____ Available data

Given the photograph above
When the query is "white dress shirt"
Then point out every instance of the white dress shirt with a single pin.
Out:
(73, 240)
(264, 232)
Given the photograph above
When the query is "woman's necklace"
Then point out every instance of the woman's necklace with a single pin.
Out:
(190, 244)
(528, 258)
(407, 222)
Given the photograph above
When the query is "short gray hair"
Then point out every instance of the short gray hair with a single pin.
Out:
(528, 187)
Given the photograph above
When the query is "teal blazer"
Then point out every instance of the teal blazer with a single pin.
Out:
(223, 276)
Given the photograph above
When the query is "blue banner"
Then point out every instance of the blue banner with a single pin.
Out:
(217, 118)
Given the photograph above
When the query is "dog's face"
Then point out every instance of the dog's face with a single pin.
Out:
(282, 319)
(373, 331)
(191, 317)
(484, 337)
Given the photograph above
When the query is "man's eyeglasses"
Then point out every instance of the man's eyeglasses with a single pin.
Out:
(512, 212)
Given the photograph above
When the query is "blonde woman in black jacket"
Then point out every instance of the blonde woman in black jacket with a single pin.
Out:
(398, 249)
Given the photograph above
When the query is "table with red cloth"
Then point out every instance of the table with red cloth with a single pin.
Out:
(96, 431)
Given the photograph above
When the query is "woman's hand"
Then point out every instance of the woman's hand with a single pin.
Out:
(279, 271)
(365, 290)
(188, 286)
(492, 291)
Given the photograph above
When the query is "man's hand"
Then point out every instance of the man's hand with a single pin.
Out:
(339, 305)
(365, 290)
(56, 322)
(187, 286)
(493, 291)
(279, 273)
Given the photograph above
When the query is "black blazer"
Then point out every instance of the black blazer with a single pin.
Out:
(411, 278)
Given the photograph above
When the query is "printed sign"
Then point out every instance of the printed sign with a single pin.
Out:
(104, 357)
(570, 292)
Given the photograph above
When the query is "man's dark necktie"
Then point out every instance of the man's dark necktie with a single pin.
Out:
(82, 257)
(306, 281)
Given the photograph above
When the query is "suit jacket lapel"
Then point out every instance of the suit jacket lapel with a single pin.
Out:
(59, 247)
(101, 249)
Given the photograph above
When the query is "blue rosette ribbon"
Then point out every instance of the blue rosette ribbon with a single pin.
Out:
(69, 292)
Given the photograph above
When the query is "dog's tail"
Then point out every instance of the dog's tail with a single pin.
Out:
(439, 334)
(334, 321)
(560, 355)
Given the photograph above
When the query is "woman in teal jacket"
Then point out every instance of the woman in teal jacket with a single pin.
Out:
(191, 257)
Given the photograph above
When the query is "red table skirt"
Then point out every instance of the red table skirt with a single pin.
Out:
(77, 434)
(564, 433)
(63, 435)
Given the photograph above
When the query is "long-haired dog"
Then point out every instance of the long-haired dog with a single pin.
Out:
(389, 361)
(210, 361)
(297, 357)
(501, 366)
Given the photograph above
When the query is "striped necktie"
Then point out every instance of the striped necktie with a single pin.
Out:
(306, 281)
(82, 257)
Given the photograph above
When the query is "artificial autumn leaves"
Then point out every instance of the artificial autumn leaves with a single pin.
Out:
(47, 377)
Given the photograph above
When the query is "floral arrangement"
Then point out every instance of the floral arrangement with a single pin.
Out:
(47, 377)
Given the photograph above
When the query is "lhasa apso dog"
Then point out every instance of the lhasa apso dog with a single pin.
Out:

________

▸ How to complete this task
Output the data above without altering a line.

▸ Task answer
Given the photograph above
When the query is "white dress shirt"
Then point out every instance of the white dress shirt with a single pin.
Out:
(73, 240)
(264, 232)
Given the photograph above
When the query is "woman's necklace"
Then point out every instance of the woman's necklace with a single pin.
Out:
(190, 244)
(528, 258)
(407, 222)
Given the photograph above
When the query is "short gray hair"
Then point out every instance of the short gray hair with a single pin.
Out:
(528, 187)
Given the photograph above
When the query is "teal blazer"
Then point out every instance of the teal blazer with a single pin.
Out:
(223, 276)
Given the photograph above
When the query is "blue banner"
Then point out every instance of the blue banner with a single pin.
Out:
(217, 118)
Given the photograph above
When the query is "dog's face"
Then point out every instance of the dog's face with a single pin.
Out:
(282, 319)
(373, 331)
(191, 317)
(484, 337)
Given the photograph above
When the query is "man's eyeglasses"
Then point out every instance of the man's eyeglasses with a single pin.
Out:
(512, 212)
Given the photograph above
When the query is "blonde woman in black jacket"
Then point out every instance of the blonde woman in black jacket with a single pin.
Out:
(398, 249)
Given the photograph above
When the query is "table with red cloth"
Then point out every instance of the table with red cloth with a single pin.
Out:
(96, 431)
Given the photograph above
When the query is "woman's hand"
Then point out every instance of the woman's hand with a single pin.
Out:
(279, 271)
(365, 290)
(188, 286)
(492, 291)
Given the photograph above
When the query is "man's hand"
Then point out every instance of the man's hand with a single pin.
Out:
(339, 305)
(365, 290)
(56, 322)
(187, 286)
(493, 291)
(279, 273)
Given the photograph above
When the query is "black blazer"
Then point out every instance of the black blazer with a single pin.
Out:
(411, 278)
Given the photograph above
When the query is "printed sign"
Then point out every instance of the printed sign with a single pin.
Out:
(104, 357)
(570, 292)
Given the photograph above
When the query is "man's dark necktie"
Then point out every instance of the man's dark necktie with a single pin.
Out:
(82, 257)
(306, 281)
Given the photograph above
When the query is "suit jacket lapel"
Then point out every instance of the suit jacket lapel with a single pin.
Out:
(59, 247)
(101, 249)
Given the photograph above
When the query is "blue rosette ribbon"
Then point out every instance of the blue rosette ribbon with a single pin.
Out:
(69, 292)
Given the photograph above
When the query is "dog's tail"
Then point out every instance of the dog's tail with a single pin.
Out:
(439, 334)
(334, 321)
(560, 355)
Given the photograph above
When the query is "woman in teal jacket"
Then point out every instance of the woman in teal jacket with a single pin.
Out:
(191, 257)
Given the photograph above
When the query is "red table skirt"
Then point out every instance of the red table skirt with a single pin.
Out:
(77, 434)
(564, 433)
(63, 435)
Given the photograph above
When the query is "long-haired dog"
Then point out every instance of the long-haired dog with a single pin.
Out:
(389, 361)
(210, 361)
(297, 357)
(501, 366)
Given the photograph above
When the query is "striped necktie"
Then point out every instance of the striped necktie with a single pin.
Out:
(306, 281)
(82, 257)
Given the photograph above
When the query is "artificial autumn leaves"
Then point out every instance of the artificial autumn leaves with a single pin.
Out:
(47, 377)
Given the photograph above
When the query is "floral arrangement"
Then point out every instance of the floral arrangement with a single pin.
Out:
(47, 377)
Given the photograph above
When the query is "lhasa apso dog"
Then point out every instance of the lhasa apso dog with a single pin.
Out:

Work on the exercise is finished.